→ **Text segment**:
Title: Addictions and withdrawal.

Key words: Ritalin hyperactivity, food intolerance, smoking, alcohol, prescription drugs, holistic health

Date: April 2001

Category: 7. The mind

Type: Article

Author: Peter Bennett

Addictions and Withdrawal

There are many substances, actions and feeling to which we can be addicted, some of them such as a mild addiction to exercise or chocolate may not be too harmful and can even in some ways be interpreted as beneficial as an `addiction to life’ certainly can be. Most addictions whether recognised or not though are harmful to the body over the long term. The same addiction to chocolate as above may be an indication of a psychological condition; loneliness, fear or even a plaintive cry by a body short in essential fatty acids looking for something to satisfy its craving which has been misinterpreted by the brain as a desire for a tasty treat and quick high.

→ **Supplied data**:
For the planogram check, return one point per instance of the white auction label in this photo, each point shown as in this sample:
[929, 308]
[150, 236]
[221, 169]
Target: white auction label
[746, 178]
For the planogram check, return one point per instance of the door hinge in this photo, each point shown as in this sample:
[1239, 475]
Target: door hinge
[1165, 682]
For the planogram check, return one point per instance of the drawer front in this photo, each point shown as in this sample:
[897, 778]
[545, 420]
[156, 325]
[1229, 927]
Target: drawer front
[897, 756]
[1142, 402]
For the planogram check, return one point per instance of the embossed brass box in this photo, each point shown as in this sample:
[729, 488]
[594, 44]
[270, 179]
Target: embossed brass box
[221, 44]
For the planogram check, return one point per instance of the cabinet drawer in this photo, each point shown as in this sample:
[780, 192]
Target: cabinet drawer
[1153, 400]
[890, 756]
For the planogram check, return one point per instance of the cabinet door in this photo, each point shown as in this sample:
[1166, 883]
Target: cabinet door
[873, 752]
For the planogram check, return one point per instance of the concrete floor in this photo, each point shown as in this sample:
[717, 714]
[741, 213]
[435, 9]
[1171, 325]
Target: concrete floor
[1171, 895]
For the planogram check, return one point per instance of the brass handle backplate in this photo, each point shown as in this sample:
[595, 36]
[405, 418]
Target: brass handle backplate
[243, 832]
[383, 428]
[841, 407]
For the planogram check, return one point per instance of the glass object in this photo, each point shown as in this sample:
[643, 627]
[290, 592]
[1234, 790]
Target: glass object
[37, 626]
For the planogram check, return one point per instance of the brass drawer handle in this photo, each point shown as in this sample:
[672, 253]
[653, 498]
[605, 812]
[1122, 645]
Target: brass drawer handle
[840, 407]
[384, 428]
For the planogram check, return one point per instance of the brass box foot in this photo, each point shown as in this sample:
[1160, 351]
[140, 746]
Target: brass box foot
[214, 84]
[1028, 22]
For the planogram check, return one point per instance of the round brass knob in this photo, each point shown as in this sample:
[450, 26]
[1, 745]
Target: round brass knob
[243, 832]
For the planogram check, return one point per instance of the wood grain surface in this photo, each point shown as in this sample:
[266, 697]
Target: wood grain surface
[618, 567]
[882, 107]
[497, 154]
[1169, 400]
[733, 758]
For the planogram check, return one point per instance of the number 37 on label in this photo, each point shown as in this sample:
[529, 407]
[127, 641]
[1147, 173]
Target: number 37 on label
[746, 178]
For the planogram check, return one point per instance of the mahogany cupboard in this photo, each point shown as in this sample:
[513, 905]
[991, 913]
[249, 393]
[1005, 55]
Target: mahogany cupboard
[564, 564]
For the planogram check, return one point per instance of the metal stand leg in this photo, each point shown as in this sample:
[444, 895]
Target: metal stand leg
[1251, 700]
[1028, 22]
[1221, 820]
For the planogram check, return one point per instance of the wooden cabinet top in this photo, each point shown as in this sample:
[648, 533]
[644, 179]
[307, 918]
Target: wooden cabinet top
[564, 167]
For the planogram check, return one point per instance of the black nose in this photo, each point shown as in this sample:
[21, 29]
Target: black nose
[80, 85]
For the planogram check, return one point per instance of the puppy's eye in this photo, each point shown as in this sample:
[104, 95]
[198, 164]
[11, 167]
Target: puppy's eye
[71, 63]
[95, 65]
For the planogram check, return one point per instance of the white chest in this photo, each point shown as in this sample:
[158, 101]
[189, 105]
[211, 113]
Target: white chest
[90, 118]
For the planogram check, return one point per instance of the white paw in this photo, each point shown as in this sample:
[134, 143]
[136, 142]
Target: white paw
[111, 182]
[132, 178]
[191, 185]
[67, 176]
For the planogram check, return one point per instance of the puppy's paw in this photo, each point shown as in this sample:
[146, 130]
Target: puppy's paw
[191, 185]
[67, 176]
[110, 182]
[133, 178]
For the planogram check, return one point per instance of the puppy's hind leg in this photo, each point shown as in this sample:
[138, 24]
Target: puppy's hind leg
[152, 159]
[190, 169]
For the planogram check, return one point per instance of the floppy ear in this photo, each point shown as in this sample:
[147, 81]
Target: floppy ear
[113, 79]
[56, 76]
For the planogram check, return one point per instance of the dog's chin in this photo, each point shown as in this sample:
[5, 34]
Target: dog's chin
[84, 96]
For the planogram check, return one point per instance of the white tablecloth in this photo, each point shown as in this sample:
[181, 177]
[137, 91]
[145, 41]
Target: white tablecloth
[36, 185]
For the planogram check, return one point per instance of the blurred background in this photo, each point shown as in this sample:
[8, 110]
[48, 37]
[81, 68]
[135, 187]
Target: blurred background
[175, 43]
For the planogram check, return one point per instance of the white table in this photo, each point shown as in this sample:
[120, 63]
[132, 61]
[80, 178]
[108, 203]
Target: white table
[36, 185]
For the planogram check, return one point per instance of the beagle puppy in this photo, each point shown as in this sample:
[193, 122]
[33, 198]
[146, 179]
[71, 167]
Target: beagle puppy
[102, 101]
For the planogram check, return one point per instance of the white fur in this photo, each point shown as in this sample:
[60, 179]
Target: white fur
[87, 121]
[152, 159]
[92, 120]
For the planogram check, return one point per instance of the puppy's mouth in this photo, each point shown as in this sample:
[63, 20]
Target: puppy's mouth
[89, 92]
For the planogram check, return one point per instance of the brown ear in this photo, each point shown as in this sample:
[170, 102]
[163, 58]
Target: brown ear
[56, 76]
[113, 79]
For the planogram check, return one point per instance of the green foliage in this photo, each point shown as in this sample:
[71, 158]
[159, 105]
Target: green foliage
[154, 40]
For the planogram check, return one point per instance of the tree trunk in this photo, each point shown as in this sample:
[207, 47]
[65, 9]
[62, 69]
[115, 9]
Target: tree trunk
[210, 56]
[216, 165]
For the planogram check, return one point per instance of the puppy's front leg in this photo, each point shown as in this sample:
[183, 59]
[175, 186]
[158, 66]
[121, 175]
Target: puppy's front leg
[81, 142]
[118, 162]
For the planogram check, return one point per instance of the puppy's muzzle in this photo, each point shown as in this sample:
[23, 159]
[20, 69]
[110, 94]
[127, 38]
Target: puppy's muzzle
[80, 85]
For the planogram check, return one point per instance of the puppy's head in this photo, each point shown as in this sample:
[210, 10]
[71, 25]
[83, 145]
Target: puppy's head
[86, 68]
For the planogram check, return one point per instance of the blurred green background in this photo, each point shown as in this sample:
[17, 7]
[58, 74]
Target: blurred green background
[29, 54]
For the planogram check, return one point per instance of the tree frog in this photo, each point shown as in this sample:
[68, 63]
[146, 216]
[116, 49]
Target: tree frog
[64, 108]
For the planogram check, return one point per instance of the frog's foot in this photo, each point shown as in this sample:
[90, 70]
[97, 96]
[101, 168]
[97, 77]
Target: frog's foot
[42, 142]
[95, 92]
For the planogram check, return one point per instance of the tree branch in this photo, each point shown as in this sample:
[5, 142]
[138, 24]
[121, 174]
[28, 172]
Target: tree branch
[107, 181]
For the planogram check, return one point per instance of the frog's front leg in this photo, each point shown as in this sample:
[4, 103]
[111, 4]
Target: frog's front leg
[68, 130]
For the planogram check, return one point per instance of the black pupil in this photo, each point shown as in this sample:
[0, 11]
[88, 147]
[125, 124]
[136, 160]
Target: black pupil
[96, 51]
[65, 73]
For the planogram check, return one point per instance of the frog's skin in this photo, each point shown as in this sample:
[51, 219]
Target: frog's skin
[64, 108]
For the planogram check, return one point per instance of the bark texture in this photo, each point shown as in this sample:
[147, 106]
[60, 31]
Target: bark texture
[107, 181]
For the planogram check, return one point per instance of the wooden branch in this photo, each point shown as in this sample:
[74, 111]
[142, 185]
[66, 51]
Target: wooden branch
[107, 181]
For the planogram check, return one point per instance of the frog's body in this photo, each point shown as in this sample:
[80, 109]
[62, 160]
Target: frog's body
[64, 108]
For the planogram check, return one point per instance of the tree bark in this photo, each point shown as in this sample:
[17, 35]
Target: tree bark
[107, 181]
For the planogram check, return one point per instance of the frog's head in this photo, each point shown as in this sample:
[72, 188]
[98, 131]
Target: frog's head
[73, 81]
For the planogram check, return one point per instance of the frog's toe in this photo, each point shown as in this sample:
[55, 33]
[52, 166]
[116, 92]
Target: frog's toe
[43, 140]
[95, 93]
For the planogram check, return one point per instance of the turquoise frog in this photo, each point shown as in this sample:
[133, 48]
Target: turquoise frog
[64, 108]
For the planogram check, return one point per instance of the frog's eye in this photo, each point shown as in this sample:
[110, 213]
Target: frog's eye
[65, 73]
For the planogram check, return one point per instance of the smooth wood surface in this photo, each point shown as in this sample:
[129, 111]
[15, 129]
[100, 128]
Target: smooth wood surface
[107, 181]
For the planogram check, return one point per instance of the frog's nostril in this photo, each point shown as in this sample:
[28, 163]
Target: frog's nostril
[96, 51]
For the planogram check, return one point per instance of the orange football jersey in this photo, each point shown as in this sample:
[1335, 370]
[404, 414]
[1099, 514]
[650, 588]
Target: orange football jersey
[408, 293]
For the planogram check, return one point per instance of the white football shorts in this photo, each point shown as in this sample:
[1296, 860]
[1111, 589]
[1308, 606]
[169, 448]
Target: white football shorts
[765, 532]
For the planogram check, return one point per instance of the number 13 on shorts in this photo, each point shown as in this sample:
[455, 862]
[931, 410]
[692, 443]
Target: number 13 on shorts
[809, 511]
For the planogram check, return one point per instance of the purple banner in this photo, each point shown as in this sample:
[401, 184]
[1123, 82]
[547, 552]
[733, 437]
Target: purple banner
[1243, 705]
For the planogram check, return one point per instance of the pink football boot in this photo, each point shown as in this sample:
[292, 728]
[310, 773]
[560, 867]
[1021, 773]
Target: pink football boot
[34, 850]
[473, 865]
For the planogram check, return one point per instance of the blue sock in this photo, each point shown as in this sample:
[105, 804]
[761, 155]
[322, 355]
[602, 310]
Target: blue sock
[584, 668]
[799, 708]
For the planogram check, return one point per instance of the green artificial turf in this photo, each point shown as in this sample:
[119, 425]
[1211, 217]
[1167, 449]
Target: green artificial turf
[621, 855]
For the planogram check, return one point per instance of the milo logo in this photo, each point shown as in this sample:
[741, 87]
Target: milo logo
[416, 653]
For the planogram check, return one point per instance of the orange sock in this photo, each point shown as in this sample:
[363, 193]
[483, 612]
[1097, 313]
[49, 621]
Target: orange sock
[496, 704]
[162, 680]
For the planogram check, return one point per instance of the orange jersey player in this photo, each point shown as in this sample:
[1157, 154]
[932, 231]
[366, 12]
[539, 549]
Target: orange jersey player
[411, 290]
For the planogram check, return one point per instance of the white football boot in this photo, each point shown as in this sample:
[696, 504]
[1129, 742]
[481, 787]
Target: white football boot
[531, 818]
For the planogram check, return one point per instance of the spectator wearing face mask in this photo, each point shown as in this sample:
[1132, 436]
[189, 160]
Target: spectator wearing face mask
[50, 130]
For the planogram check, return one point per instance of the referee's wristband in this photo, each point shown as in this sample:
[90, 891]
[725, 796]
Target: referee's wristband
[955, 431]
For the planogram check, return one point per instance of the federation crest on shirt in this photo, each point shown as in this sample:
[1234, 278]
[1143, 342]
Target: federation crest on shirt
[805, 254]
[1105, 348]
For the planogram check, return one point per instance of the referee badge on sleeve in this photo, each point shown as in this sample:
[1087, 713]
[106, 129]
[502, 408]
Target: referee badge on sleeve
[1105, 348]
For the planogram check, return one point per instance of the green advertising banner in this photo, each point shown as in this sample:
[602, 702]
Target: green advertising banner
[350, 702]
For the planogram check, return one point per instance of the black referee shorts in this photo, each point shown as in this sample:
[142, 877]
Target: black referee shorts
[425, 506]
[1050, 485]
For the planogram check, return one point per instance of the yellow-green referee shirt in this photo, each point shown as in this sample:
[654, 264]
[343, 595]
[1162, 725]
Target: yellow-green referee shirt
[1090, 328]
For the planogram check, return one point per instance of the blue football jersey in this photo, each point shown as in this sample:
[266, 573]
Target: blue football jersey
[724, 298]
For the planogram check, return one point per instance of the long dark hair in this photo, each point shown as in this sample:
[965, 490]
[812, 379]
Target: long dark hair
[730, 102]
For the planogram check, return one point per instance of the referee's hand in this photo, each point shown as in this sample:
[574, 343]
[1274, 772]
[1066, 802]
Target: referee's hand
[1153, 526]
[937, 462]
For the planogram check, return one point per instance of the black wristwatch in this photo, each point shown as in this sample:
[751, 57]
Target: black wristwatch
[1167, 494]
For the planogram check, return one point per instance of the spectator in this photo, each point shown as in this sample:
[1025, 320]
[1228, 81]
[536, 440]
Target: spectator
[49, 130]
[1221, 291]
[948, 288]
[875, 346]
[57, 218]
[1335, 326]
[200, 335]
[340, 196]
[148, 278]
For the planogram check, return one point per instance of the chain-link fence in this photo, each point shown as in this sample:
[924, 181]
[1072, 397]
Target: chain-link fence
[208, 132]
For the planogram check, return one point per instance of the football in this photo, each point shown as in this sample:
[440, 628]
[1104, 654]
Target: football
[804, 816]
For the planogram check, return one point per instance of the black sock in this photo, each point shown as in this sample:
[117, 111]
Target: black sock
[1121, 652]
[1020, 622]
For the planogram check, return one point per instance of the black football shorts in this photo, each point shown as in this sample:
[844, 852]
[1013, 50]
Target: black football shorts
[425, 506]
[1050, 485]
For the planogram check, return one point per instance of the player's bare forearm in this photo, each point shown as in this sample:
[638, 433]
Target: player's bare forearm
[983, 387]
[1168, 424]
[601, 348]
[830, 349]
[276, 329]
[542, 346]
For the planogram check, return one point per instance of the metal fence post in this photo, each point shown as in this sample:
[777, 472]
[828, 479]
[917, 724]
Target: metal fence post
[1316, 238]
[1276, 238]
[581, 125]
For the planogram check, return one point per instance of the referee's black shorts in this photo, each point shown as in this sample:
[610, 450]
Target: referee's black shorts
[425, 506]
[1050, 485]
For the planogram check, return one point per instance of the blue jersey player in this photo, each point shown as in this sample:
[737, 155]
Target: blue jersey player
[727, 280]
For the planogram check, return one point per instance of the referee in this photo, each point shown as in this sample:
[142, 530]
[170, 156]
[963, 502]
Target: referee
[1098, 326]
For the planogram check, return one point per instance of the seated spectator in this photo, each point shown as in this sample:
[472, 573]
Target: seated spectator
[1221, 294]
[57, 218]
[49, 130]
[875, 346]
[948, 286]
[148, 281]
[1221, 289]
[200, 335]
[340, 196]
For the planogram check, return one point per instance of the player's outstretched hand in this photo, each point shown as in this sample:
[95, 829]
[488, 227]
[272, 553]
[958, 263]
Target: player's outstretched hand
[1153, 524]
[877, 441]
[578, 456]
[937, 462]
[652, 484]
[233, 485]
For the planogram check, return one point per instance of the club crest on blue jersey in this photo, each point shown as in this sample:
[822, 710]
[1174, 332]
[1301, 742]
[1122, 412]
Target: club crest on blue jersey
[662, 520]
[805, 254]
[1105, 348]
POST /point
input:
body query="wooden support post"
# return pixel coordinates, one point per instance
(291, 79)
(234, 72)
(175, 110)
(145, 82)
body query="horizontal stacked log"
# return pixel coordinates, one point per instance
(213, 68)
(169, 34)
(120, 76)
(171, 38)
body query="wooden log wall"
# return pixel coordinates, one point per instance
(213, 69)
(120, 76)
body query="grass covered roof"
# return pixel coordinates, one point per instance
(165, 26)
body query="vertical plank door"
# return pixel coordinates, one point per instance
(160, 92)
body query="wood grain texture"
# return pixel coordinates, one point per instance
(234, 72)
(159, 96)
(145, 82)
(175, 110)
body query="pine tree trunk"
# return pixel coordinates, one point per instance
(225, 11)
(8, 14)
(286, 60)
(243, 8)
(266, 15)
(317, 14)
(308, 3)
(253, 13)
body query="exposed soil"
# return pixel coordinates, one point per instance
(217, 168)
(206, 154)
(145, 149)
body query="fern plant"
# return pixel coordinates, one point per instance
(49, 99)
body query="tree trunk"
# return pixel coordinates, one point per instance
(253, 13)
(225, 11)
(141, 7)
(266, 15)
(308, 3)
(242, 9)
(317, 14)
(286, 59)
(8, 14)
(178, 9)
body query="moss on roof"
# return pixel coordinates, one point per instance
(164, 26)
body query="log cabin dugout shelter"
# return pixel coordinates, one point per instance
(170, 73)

→ **What is needed**: Resume the article on addictions and withdrawal, picking up after its last sentence.

→ **Task answer**:
As has already been discussed under the topic of food intolerances, many sensitivities can actually be identified by the unusual situation where the body is addicted to a food that it is actually intolerant too. The exact reasons why this occurs is not entirely understood but many similarities have been drawn between these cases and drug addictions. In neither case is continued intake of the addictive substance helpful to the body in the long term but as any addict will tell you it certainly feels beneficial in the short term. If however, we are going to exchange negative addictions for the most positive of all addictions (the addiction for life as identified above) it is the long term side effects of addictions that will need to be balanced against the short term rewards in conjunction with methods for moving forward and out of the circle of addiction.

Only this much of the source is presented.